◆ Using the information
**A.** In the Cisco Sanchez piece below, what did the effort to modernize Qualcomm's siloed systems produce?
**B.** Rewrite the stretch of the Cisco Sanchez piece below from "Change management best" through "here to help.", swapping "empathy" for "solidarity".
**C.** Carry on with the Cisco Sanchez piece below, starting after its final sentence.

Cisco Sanchez, senior vice president and CIO at Qualcomm, says CIOs change makers need to get creative about how they communicate strategy and vision, mastering not just written and verbal skills, but leveraging novel video and social media tools to help champion IT initiatives and rally users.

Cisco Sanchez stylized

Cisco Sanchez, SVP and CIO, Qualcomm

Qualcomm

They also need to embed with business stakeholders so much so that the lines blur. “You have to be an amazing collaborator almost to the point where you’re hanging out with business partners and you can’t tell the difference between their role and yours,” he explains.

One of Sanchez’s primary missions when he joined Qualcomm was modernizing siloed systems so that the wireless technology company could gain a better view of its customers, from their profiles to their sales journeys. Right off the bat, Sanchez assembled a team representing marketing, sales, engineering, and IT while establishing a shared mission and agile framework for collaborating as a consolidated group. The effort resulted in an enterprise data platform used to track users wherever they are in the product lifecycle.

“The key to success was ensuring we took a holistic view of the mission, providing everyone with a good, clean view of what we were doing and why we were doing it,” Sanchez says. “It wasn’t a sales tool; it was a Qualcomm tool.”

Sanchez juxtaposes this experience to another in his career where a major transformation project was almost derailed by the CEO due to lack of transparency. “Now I am super transparent about timelines and where there are issues,” he says. “It makes you vulnerable, but on the flip side, it allows you to be seen as a great business partner and collaborator.”

Change management best practices

Sanchez and his peers gave some additional change management advice:

Rethink organizational structure. Commscope’s Jonnala has designed the company’s IT organization so that team members are embedded directly in the business, ensuring they attend the same meetings, have a common understanding of pain points, and rally toward shared goals. Not only does this foster a shared commitment — it creates empathy that the group is in this together and that IT is here to help.

“If the CIO and team are not talking and acting about making IT one with the business, they will fail,” he says.

◆ Stored data

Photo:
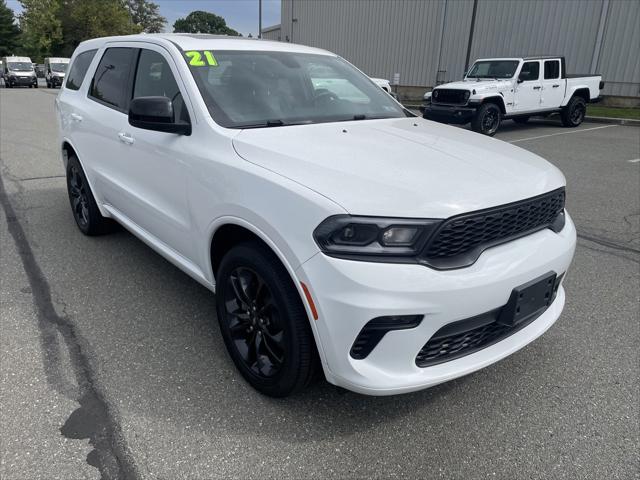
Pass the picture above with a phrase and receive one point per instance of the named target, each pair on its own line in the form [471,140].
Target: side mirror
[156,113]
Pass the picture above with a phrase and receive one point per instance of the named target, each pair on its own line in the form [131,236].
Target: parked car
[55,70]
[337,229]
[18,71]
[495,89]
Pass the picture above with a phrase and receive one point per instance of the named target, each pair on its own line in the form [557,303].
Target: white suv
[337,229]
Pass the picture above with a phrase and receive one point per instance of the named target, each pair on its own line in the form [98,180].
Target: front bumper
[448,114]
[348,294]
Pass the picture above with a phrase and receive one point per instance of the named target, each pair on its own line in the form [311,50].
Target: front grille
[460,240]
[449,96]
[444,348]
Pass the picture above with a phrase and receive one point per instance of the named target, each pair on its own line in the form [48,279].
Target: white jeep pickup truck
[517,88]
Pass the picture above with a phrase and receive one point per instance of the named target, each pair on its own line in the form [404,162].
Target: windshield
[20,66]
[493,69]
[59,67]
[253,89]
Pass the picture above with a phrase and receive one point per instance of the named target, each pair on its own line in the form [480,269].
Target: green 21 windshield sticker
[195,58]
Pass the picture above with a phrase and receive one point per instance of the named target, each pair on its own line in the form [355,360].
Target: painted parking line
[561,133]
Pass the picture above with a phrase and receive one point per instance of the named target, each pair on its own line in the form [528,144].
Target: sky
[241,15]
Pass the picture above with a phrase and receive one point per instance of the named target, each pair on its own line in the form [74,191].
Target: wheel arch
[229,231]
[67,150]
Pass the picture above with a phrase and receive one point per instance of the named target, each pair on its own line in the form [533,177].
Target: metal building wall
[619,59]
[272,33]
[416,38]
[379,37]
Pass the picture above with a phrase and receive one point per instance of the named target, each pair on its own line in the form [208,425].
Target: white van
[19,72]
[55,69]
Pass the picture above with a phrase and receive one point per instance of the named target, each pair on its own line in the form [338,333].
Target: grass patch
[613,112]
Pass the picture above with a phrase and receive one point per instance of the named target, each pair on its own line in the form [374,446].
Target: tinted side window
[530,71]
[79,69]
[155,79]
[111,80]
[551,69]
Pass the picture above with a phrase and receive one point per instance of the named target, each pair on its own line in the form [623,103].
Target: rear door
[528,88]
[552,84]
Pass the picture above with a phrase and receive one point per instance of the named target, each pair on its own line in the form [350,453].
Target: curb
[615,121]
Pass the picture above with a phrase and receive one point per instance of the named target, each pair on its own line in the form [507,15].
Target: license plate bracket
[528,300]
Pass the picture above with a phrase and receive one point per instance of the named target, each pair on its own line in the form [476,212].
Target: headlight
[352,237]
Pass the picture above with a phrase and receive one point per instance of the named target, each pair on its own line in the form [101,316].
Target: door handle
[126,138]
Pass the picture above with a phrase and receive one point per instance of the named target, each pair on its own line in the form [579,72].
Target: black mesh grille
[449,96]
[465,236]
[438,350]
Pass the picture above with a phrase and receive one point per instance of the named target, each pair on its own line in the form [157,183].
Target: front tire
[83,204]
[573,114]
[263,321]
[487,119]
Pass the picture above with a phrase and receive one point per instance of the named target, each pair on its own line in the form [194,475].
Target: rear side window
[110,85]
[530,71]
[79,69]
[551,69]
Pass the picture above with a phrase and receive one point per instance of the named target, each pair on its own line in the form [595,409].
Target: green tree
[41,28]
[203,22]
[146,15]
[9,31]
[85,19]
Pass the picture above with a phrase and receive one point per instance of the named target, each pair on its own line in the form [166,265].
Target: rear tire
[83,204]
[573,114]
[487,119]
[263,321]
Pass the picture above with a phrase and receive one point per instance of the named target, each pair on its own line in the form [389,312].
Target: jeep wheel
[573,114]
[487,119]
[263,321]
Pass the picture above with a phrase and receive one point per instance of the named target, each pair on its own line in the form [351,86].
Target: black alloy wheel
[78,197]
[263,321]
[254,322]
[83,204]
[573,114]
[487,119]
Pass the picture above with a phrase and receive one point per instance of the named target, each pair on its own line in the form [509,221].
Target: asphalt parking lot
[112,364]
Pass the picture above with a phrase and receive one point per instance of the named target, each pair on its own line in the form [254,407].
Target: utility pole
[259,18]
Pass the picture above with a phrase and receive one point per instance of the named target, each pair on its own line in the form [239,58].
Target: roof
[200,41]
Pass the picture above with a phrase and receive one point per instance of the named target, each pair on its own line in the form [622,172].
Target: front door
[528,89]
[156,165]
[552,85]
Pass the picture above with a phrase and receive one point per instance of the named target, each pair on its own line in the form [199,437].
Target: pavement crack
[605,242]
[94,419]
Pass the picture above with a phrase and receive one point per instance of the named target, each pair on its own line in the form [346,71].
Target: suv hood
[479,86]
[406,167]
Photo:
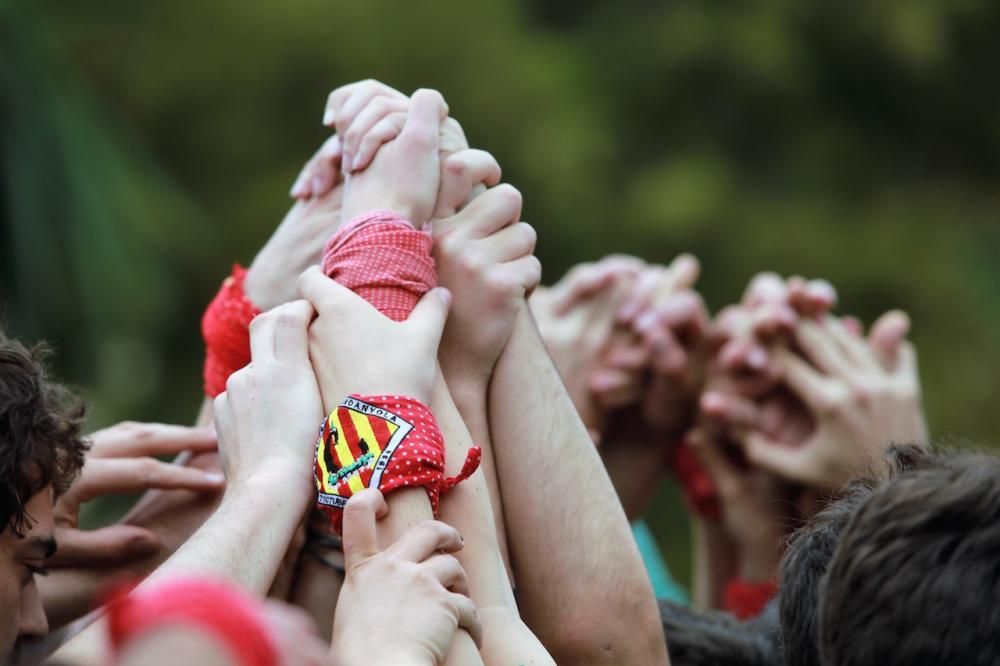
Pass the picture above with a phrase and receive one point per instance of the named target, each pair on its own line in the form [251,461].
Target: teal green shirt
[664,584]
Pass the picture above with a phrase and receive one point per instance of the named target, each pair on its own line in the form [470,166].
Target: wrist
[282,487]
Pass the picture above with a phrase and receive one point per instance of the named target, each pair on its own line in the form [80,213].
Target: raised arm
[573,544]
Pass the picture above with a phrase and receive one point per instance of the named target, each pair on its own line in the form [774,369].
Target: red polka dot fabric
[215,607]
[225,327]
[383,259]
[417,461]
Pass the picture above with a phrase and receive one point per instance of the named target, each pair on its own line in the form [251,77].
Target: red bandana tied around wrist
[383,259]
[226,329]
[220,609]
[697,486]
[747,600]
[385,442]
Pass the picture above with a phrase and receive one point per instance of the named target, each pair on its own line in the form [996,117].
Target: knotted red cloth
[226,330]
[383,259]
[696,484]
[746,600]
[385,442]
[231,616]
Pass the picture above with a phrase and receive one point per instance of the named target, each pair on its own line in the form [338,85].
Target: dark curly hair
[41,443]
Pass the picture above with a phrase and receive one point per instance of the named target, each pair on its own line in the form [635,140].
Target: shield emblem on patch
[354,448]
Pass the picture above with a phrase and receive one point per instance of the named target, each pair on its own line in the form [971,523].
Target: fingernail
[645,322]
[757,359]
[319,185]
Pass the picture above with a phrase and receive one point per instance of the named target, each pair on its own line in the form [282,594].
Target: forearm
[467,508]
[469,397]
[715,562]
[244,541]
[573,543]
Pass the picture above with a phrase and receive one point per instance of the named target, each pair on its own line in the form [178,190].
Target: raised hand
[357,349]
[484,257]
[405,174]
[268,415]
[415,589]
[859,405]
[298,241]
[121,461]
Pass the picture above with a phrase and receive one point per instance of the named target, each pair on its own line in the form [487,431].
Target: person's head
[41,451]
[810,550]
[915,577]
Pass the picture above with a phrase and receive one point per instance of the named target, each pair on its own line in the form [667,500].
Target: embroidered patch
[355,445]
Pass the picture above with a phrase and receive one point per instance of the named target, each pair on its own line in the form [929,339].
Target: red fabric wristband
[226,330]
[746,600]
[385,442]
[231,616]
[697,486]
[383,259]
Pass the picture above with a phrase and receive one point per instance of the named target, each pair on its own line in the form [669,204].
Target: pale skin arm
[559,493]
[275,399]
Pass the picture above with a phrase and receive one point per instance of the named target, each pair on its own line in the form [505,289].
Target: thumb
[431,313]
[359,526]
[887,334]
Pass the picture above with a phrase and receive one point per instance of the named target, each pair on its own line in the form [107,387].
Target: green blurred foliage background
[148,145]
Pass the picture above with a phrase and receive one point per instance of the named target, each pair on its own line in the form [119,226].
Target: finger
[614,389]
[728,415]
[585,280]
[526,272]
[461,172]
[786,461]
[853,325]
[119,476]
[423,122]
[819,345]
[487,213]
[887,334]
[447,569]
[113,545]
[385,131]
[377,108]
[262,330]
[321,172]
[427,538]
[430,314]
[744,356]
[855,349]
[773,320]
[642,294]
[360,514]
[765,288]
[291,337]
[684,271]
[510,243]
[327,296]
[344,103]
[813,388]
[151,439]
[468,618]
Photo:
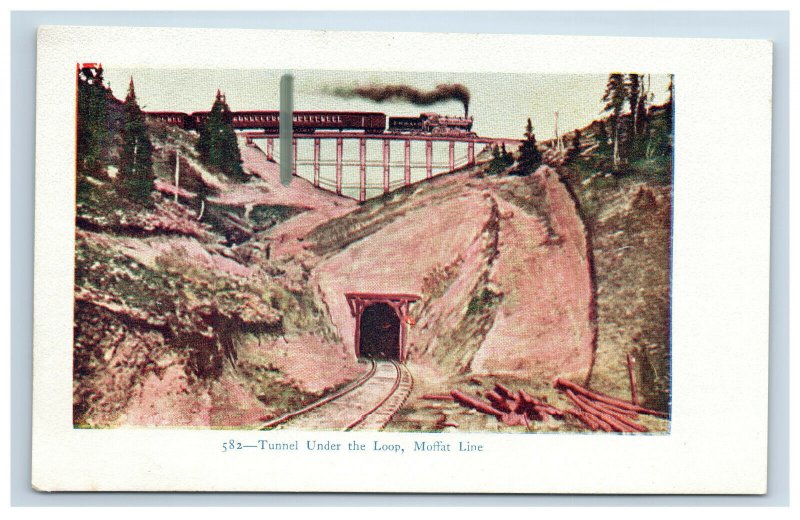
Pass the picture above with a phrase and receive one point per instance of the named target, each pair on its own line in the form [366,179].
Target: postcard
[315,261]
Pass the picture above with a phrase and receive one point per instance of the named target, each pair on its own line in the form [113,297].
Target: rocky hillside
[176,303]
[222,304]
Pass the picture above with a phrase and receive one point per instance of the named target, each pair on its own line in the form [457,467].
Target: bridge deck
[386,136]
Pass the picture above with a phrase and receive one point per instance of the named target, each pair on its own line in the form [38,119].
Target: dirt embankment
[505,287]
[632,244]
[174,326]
--
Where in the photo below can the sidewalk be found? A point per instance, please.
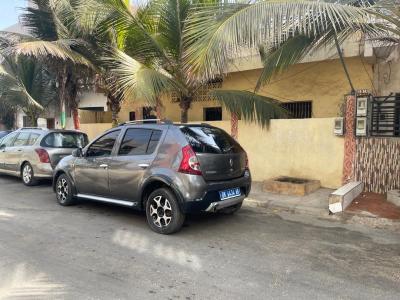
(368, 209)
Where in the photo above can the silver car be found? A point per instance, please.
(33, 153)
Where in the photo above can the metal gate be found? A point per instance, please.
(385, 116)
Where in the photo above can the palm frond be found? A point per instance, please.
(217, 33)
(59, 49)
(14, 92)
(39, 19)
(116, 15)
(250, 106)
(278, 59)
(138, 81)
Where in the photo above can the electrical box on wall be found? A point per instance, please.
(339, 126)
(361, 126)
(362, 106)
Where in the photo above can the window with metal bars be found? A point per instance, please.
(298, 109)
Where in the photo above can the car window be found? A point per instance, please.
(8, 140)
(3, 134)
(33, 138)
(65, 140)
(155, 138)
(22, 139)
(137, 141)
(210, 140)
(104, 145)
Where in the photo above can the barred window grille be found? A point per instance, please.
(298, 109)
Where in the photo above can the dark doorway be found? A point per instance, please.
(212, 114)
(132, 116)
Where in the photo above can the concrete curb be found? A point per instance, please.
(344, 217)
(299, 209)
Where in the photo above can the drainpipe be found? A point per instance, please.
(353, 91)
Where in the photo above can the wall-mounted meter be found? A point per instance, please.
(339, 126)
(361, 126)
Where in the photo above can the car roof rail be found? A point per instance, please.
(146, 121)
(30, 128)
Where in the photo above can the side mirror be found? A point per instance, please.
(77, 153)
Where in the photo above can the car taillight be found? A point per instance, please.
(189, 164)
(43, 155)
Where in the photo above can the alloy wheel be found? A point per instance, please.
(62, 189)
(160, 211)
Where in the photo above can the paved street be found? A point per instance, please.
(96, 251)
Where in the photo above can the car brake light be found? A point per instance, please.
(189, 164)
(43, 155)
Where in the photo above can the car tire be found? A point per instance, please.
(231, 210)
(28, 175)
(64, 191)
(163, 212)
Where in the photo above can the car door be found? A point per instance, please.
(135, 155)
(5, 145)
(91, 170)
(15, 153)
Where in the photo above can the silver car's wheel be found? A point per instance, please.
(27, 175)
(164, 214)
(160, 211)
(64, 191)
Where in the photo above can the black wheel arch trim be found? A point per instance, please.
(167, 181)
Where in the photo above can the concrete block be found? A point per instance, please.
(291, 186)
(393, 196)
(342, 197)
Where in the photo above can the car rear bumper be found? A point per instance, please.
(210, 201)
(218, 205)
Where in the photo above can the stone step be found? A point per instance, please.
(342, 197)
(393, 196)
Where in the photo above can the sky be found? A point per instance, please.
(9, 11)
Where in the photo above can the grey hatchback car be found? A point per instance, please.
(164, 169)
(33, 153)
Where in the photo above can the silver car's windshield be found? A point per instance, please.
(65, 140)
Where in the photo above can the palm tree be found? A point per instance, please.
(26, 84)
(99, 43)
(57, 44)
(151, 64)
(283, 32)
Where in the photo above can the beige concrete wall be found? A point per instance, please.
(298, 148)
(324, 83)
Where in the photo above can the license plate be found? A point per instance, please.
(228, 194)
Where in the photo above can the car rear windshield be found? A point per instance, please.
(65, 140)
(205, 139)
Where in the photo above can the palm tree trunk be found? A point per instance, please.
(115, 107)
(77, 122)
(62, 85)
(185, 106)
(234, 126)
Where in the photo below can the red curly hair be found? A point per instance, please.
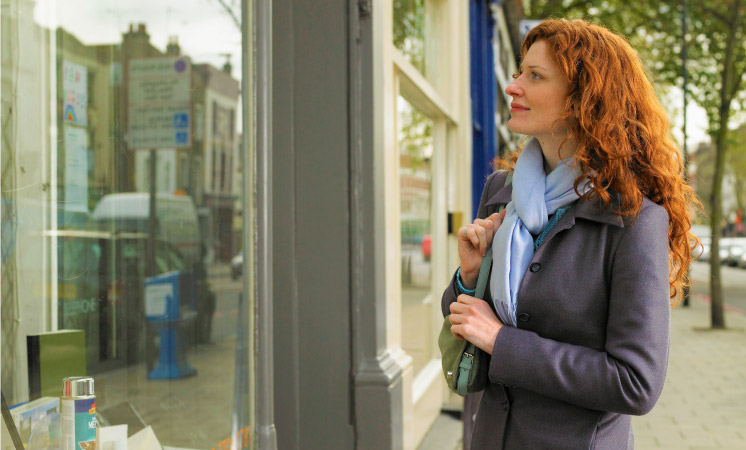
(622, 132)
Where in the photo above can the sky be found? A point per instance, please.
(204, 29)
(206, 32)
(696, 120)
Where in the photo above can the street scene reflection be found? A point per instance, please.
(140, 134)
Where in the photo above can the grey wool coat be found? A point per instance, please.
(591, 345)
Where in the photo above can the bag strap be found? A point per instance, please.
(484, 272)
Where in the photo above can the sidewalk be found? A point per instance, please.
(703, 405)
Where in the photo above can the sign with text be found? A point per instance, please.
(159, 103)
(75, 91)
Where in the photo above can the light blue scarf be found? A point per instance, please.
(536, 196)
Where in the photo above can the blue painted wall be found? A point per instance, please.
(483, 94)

◆ Results for each task
**A.** An enterprise data platform used to track users wherever they are in the product lifecycle.

**B.**
Change management best practices

Sanchez and his peers gave some additional change management advice:

Rethink organizational structure. Commscope’s Jonnala has designed the company’s IT organization so that team members are embedded directly in the business, ensuring they attend the same meetings, have a common understanding of pain points, and rally toward shared goals. Not only does this foster a shared commitment — it creates solidarity that the group is in this together and that IT is here to help.

**C.**
Don’t push change for change sake. Understanding the audience’s propensity for change is crucial, according to David Reis, PhD, chief information and digital officer (CIDO) at the University of Miami Health System and the Miller School of Medicine. Earlier in his career, Reis spearheaded a project to automate the approval process for loan officers at a retail banking institution. Yet after months of listening and information gathering, the team determined the stakeholders weren’t ready for full-scale automation, thus they introduced a scaled-down version of the solution, created awareness and traction, then added more functionality as support for the tool grew.

David Reis stylized

David Reis, CIO, University of Miami Health System and Miller School of Medicine

University of Miami Health System and Miller School of Medicine

In contrast, Reis says his current IT organization is running at full speed to keep up with demand for automation and business process change. “You have to bring everyone along on the ‘journey to yes,’ so you have to make sure the success criteria is understood across all stakeholders,” he explains.

Change is not a solo endeavor. While CIOs are now driving organizational change, they must do so as a partnership with the business. CIOs don’t have the authority to make critical personnel or organizational structure decisions — that’s up to business leaders to get their teams trained and ready to embrace change, says Red Bridge Consulting’s Duffy. By working with their business counterparts to set clear responsibilities and goals, CIOs can facilitate change management work, fend off rivalries, and establish trust.

“Sometimes technology people want to take responsibility for the full implementation from start to finish, but CIOs and business leaders need to be very clear about who’s responsible for what so there is not a battle for ownership,” Duffy says. “You have to reach across the table because you can’t be a change agent on your own.”